__Given exercise__. Reproduce all of the data below word for word, leaving out the pictures.

__The data__.
## Begin
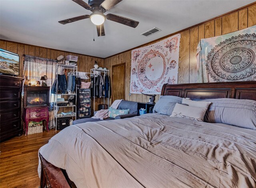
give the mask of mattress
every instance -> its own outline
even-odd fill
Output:
[[[256,187],[256,131],[221,124],[159,114],[87,122],[39,152],[78,188]]]

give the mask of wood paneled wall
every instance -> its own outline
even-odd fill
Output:
[[[236,11],[233,11],[230,14],[225,14],[222,17],[219,16],[216,19],[211,19],[208,22],[184,30],[179,32],[180,34],[181,38],[180,46],[178,83],[195,83],[196,82],[197,73],[196,54],[196,47],[200,39],[226,34],[255,24],[256,2],[247,8],[240,8]],[[175,34],[176,33],[172,35]],[[172,34],[170,34],[160,40],[149,42],[140,47],[157,42],[172,35]],[[112,65],[125,63],[126,75],[120,75],[120,76],[125,76],[125,99],[136,102],[146,102],[148,101],[149,98],[142,94],[129,94],[131,50],[104,59],[2,40],[0,40],[0,48],[19,54],[20,56],[20,76],[22,74],[23,69],[22,57],[24,54],[51,59],[56,59],[60,55],[63,55],[64,56],[69,54],[74,55],[78,56],[78,69],[79,71],[90,72],[90,70],[93,68],[94,61],[96,60],[98,62],[100,66],[109,69],[110,75],[112,74]],[[115,91],[112,91],[112,92],[115,92]],[[156,96],[156,101],[159,97],[159,95]],[[102,103],[103,102],[103,99],[98,99],[96,106],[97,106],[98,103]],[[110,102],[111,104],[111,98]],[[96,110],[97,107],[96,108]]]
[[[23,69],[22,57],[24,54],[52,59],[56,59],[58,56],[61,55],[64,57],[68,55],[77,56],[78,57],[78,71],[80,72],[90,72],[90,69],[93,68],[95,61],[98,62],[99,66],[104,66],[104,60],[102,58],[74,54],[69,52],[18,42],[0,40],[0,48],[19,54],[20,56],[20,77],[22,77],[22,74]],[[98,109],[98,104],[102,104],[103,102],[103,99],[98,99],[95,103],[96,110]]]
[[[248,7],[241,8],[228,15],[219,16],[210,21],[181,32],[178,83],[196,83],[197,80],[196,47],[200,39],[222,35],[244,29],[256,24],[256,3]],[[167,36],[165,38],[171,36]],[[146,46],[160,40],[150,42]],[[142,46],[140,46],[142,47]],[[149,97],[142,94],[130,93],[130,77],[132,50],[129,50],[105,59],[105,64],[112,72],[112,66],[125,63],[125,97],[127,100],[147,102]],[[122,76],[122,75],[120,75]],[[112,92],[114,92],[113,91]],[[160,95],[156,97],[156,101]]]

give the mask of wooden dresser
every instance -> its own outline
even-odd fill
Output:
[[[0,141],[21,135],[23,79],[0,75]]]

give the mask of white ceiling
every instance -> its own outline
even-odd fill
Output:
[[[0,0],[0,38],[106,58],[254,1],[123,0],[107,13],[138,21],[138,26],[134,28],[106,20],[106,36],[99,37],[89,19],[58,23],[91,13],[71,0]],[[148,37],[140,35],[154,27],[162,31]]]

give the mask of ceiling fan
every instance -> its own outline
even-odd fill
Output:
[[[122,0],[88,0],[88,4],[83,0],[72,0],[86,9],[92,12],[90,15],[85,15],[67,19],[59,21],[62,24],[66,24],[76,21],[89,18],[92,22],[96,25],[98,36],[105,35],[104,23],[106,18],[126,26],[135,28],[139,24],[139,22],[120,16],[104,13]]]

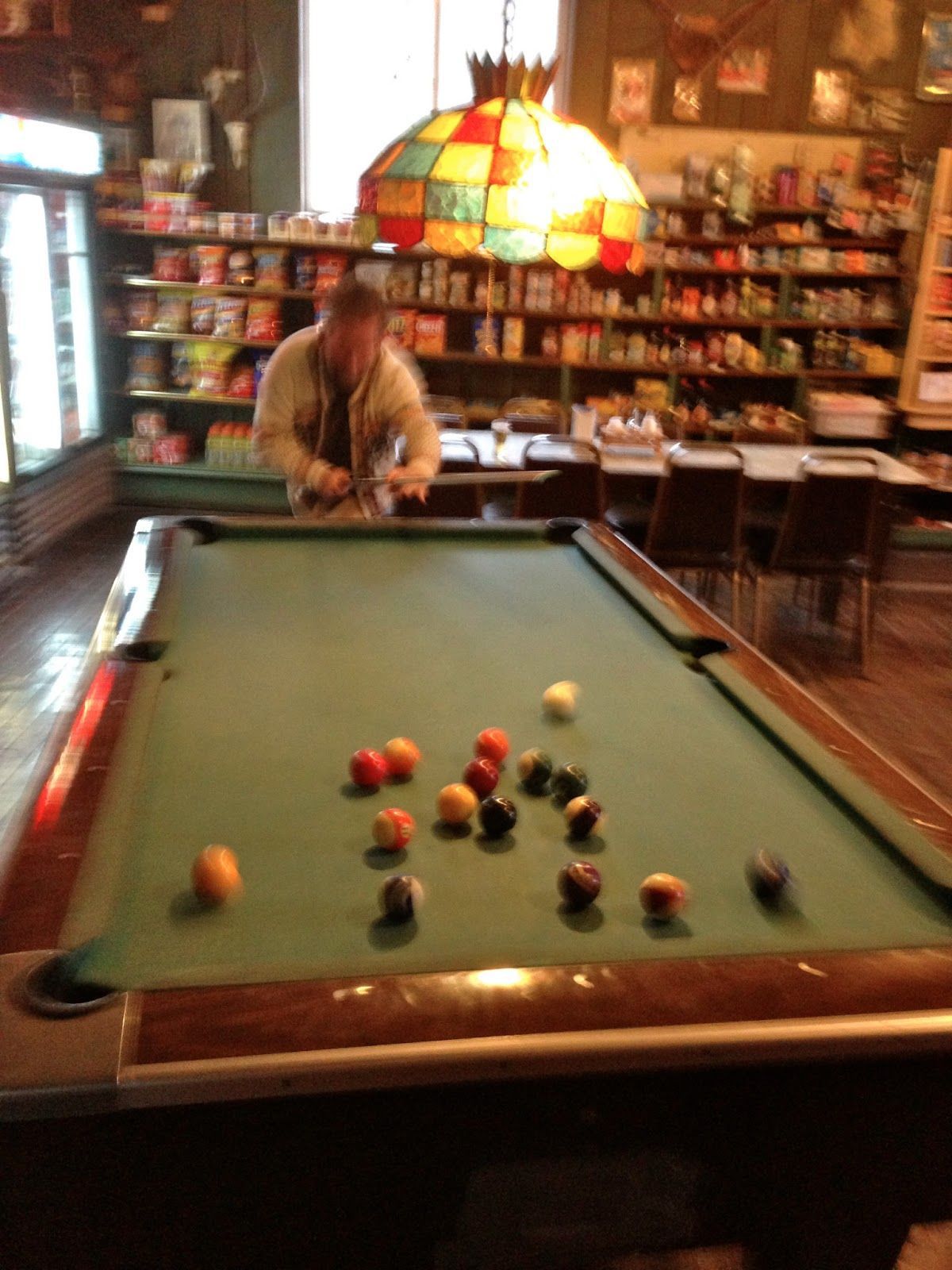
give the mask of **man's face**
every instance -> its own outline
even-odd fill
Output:
[[[324,339],[324,356],[341,389],[353,392],[380,352],[383,329],[376,318],[333,321]]]

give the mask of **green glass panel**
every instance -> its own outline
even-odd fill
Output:
[[[426,182],[426,220],[481,225],[485,218],[485,185],[457,185],[448,180]]]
## End
__Result for this task__.
give the mask of mattress
every instance -> its own outline
even-odd fill
Output:
[[[256,187],[256,131],[221,124],[159,114],[87,122],[39,152],[78,188]]]

give the mask of wood paneled wall
every instance -> its own outline
even-odd fill
Output:
[[[236,11],[233,11],[230,14],[225,14],[222,17],[219,16],[216,19],[211,19],[208,22],[184,30],[179,32],[180,34],[181,38],[180,46],[178,83],[195,83],[196,82],[197,73],[196,54],[196,47],[200,39],[226,34],[255,24],[256,2],[247,8],[240,8]],[[175,34],[176,33],[172,35]],[[172,34],[170,34],[160,40],[149,42],[140,47],[157,42],[172,35]],[[112,65],[125,63],[126,75],[120,75],[120,76],[125,76],[125,99],[136,102],[146,102],[148,101],[149,98],[142,94],[129,94],[131,50],[104,59],[2,40],[0,40],[0,48],[19,54],[20,56],[20,76],[22,74],[23,69],[22,57],[24,54],[51,59],[56,59],[60,55],[63,55],[64,56],[69,54],[74,55],[78,56],[78,69],[79,71],[90,72],[90,70],[93,68],[94,61],[96,60],[98,62],[100,66],[109,69],[110,75],[112,74]],[[115,91],[112,91],[112,92],[115,92]],[[156,96],[156,101],[159,97],[159,95]],[[102,103],[103,102],[103,99],[98,99],[96,106],[97,106],[98,103]],[[110,102],[111,104],[111,98]],[[96,110],[97,107],[96,108]]]
[[[23,69],[22,57],[24,54],[52,59],[56,59],[58,56],[61,55],[64,57],[68,55],[77,56],[78,57],[78,71],[80,72],[90,72],[90,69],[93,68],[95,61],[98,62],[99,66],[104,66],[104,60],[102,58],[74,54],[69,52],[18,42],[0,40],[0,48],[19,54],[20,56],[20,77],[22,77],[22,74]],[[98,109],[98,104],[102,104],[103,102],[103,99],[98,99],[95,103],[96,110]]]
[[[248,7],[241,8],[228,15],[219,16],[210,21],[181,32],[178,83],[196,83],[197,80],[196,47],[200,39],[222,35],[244,29],[256,24],[256,3]],[[167,36],[165,38],[171,36]],[[146,46],[160,40],[150,42]],[[142,46],[140,46],[142,47]],[[149,97],[142,94],[130,93],[130,77],[132,50],[129,50],[105,59],[105,64],[112,72],[112,66],[125,63],[125,97],[127,100],[147,102]],[[122,76],[122,75],[120,75]],[[112,92],[114,92],[113,91]],[[160,95],[156,97],[156,101]]]

give the mask of wooden dresser
every instance -> its own outline
even-odd fill
Output:
[[[0,141],[21,135],[23,79],[0,75]]]

give the mask of white ceiling
every instance -> its own outline
even-odd fill
Output:
[[[0,0],[0,38],[106,58],[254,1],[123,0],[107,13],[138,21],[138,26],[134,28],[106,20],[106,36],[99,37],[89,19],[58,23],[91,13],[71,0]],[[148,37],[140,35],[154,27],[162,31]]]

give the mask of ceiling fan
every instance -> its own outline
even-odd fill
Output:
[[[122,0],[88,0],[88,4],[83,0],[72,0],[86,9],[92,12],[90,15],[85,15],[67,19],[59,21],[62,24],[66,24],[76,21],[89,18],[92,22],[96,25],[98,36],[105,35],[104,23],[106,18],[126,26],[135,28],[139,24],[139,22],[120,16],[104,13]]]

give the mask of **man's face**
every instance -> its own outline
even-odd fill
Output:
[[[324,339],[324,356],[341,389],[353,392],[380,352],[383,329],[376,318],[333,321]]]

give the mask of **green glass panel**
every instance -> its own outline
even-odd fill
Output:
[[[426,182],[426,220],[481,225],[485,218],[485,185],[457,185],[448,180]]]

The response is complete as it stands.